**Excerpt to read:**
The Student Union of Tampere University (, commonly known by the acronym TREY) is a Finnish student union that was formed in the fusion of The Student Union of Tampere University of Technology and The Student Union of the University of Tampere. As a student union, the purpose of TREY is to defend student interests in Tampere. TREY protects the interests of students, facilitates the work of student associations, provides services for its members as well as creates a sense of community.

The Chair of Board of the Student Union in 2023 is Anniina Honkasaari and the Chair of the Council of Representatives is Lauri Ahlqvist.

Organisation 
TREY's membership includes all the undergraduate student who study at Tampere University. The number of members is 18,000 making TREY the second largest student union in Finland. Doctoral and exchange students at Tampere University can choose to join the student union, as well. Students become members of TREY by paying the membership fee and registering at the university. In total, TREY has approximately 18,000 members, who study in Tampere, Turku, Pori and Seinäjoki.

**Dataset:**

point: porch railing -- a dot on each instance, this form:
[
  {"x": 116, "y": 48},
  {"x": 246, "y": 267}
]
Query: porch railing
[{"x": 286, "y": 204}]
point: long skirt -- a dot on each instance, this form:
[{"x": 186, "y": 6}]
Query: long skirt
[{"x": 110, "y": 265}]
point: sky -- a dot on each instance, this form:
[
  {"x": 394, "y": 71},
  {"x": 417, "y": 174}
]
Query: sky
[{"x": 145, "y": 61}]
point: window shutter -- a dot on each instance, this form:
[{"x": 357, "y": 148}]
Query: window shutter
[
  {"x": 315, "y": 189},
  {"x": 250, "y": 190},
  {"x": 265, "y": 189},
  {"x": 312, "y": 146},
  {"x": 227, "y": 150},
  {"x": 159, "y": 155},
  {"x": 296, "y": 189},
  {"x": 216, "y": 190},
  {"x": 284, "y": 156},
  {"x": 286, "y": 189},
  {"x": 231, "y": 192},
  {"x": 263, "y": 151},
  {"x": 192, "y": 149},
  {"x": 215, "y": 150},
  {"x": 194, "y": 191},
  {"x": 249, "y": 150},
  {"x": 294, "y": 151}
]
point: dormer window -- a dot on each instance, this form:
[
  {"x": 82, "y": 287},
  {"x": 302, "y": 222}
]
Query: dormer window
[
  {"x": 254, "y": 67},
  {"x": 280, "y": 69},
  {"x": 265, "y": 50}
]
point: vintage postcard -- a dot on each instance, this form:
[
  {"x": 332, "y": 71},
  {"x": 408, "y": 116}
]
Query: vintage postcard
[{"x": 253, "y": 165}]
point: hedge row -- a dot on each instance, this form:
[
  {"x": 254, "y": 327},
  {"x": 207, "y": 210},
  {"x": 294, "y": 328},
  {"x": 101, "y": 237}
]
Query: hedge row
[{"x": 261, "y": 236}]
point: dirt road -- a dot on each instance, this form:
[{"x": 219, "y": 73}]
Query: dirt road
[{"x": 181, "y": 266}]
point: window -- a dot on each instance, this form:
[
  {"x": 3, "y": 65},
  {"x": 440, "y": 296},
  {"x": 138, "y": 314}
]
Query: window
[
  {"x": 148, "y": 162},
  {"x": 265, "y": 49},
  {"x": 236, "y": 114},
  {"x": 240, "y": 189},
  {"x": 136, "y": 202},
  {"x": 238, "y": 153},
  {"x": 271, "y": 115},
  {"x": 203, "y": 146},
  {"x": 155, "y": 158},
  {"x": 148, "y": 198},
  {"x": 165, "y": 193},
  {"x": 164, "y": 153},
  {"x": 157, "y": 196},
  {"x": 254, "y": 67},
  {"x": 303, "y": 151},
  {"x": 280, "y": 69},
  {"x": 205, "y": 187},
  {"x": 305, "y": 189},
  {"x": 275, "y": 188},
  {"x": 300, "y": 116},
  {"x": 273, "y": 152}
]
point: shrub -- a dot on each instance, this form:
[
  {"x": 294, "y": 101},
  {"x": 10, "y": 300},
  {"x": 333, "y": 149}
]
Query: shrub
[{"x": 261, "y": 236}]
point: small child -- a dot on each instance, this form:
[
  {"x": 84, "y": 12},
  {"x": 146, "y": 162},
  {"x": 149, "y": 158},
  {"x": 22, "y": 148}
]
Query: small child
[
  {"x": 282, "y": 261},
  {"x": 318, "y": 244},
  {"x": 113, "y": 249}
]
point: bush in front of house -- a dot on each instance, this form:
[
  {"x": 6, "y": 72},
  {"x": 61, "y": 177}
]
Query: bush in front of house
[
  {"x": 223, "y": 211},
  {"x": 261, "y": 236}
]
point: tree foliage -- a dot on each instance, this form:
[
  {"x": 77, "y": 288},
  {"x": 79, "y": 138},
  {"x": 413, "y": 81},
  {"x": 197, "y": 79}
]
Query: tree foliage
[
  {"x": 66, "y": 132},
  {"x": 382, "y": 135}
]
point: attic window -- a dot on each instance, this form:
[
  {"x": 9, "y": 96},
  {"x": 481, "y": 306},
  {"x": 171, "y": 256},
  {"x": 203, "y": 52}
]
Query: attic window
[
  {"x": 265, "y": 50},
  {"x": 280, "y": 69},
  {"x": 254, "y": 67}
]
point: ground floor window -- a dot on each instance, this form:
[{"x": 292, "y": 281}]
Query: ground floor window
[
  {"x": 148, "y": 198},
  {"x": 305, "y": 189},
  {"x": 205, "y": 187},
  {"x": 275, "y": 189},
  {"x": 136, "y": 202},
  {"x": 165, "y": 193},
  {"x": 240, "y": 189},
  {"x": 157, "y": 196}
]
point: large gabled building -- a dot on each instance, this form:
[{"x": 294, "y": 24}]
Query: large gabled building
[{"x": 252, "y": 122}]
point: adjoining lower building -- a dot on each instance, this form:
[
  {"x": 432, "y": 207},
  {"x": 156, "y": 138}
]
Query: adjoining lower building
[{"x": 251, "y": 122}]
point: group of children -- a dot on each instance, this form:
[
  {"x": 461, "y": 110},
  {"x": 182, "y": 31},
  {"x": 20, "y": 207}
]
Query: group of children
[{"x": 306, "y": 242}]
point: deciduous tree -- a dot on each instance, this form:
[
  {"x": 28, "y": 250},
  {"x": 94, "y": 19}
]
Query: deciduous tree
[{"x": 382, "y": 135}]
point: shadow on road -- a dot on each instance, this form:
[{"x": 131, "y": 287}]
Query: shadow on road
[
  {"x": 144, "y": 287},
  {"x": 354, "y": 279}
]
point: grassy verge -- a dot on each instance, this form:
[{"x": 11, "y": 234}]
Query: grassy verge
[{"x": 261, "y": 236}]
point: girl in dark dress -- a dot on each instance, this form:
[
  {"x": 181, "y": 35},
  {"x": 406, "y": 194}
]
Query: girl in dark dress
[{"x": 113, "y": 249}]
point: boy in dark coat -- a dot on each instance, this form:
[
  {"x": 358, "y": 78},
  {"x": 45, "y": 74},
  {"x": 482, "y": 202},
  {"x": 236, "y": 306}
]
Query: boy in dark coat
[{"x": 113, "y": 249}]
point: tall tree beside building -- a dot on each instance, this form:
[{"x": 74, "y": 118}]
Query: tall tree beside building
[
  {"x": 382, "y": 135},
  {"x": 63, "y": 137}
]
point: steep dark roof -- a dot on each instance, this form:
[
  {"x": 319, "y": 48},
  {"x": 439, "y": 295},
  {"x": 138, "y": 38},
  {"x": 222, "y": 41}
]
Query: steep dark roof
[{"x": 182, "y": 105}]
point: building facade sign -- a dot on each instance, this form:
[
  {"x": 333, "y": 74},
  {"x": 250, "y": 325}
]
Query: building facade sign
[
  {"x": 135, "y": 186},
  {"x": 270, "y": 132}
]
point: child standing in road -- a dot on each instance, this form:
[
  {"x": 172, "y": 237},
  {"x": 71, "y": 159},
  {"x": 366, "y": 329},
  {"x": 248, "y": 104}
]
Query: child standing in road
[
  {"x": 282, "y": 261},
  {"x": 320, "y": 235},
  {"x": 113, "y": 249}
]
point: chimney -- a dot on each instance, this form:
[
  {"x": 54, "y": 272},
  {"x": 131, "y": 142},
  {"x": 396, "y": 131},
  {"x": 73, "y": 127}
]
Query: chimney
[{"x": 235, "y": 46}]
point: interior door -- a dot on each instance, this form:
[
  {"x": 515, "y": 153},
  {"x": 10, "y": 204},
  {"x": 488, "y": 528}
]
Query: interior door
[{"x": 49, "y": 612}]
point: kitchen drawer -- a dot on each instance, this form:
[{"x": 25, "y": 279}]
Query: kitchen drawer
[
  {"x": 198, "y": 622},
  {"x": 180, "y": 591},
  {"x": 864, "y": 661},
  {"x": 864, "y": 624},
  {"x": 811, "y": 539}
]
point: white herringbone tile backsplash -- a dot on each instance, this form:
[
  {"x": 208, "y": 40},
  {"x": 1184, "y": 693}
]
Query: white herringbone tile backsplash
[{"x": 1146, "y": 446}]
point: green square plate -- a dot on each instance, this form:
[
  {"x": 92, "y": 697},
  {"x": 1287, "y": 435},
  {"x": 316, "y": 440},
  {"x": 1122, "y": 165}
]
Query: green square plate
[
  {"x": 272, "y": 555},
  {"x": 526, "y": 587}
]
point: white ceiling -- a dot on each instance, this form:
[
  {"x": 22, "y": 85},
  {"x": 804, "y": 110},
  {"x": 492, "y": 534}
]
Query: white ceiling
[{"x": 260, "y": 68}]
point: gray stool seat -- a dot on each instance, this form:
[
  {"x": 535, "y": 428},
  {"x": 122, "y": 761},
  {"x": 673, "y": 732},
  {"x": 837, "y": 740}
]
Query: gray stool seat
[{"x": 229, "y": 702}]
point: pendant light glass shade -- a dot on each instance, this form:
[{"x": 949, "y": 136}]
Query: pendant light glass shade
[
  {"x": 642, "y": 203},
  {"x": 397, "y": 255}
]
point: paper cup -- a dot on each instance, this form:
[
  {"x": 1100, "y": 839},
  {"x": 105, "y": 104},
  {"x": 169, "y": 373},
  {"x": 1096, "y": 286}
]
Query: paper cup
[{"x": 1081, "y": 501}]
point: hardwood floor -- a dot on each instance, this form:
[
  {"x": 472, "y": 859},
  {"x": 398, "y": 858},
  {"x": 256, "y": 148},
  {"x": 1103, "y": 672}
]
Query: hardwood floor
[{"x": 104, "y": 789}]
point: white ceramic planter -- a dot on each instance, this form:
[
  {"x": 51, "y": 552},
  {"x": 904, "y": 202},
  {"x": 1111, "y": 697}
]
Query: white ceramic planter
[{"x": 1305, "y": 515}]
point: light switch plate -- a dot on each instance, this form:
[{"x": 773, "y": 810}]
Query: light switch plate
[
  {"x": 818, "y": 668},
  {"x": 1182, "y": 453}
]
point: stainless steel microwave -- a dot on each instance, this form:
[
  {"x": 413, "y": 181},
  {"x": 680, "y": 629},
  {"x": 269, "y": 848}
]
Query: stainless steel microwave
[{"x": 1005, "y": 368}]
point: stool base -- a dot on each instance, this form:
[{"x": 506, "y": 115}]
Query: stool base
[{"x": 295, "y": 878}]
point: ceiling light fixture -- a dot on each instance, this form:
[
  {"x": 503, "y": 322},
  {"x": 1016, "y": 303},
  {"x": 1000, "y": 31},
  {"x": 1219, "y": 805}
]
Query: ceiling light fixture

**Brief:** Reproduce the text on the Student Union of Tampere University in full, word for word.

**Task response:**
The Student Union of Tampere University (, commonly known by the acronym TREY) is a Finnish student union that was formed in the fusion of The Student Union of Tampere University of Technology and The Student Union of the University of Tampere. As a student union, the purpose of TREY is to defend student interests in Tampere. TREY protects the interests of students, facilitates the work of student associations, provides services for its members as well as creates a sense of community.

The Chair of Board of the Student Union in 2023 is Anniina Honkasaari and the Chair of the Council of Representatives is Lauri Ahlqvist.

Organisation 
TREY's membership includes all the undergraduate student who study at Tampere University. The number of members is 18,000 making TREY the second largest student union in Finland. Doctoral and exchange students at Tampere University can choose to join the student union, as well. Students become members of TREY by paying the membership fee and registering at the university. In total, TREY has approximately 18,000 members, who study in Tampere, Turku, Pori and Seinäjoki.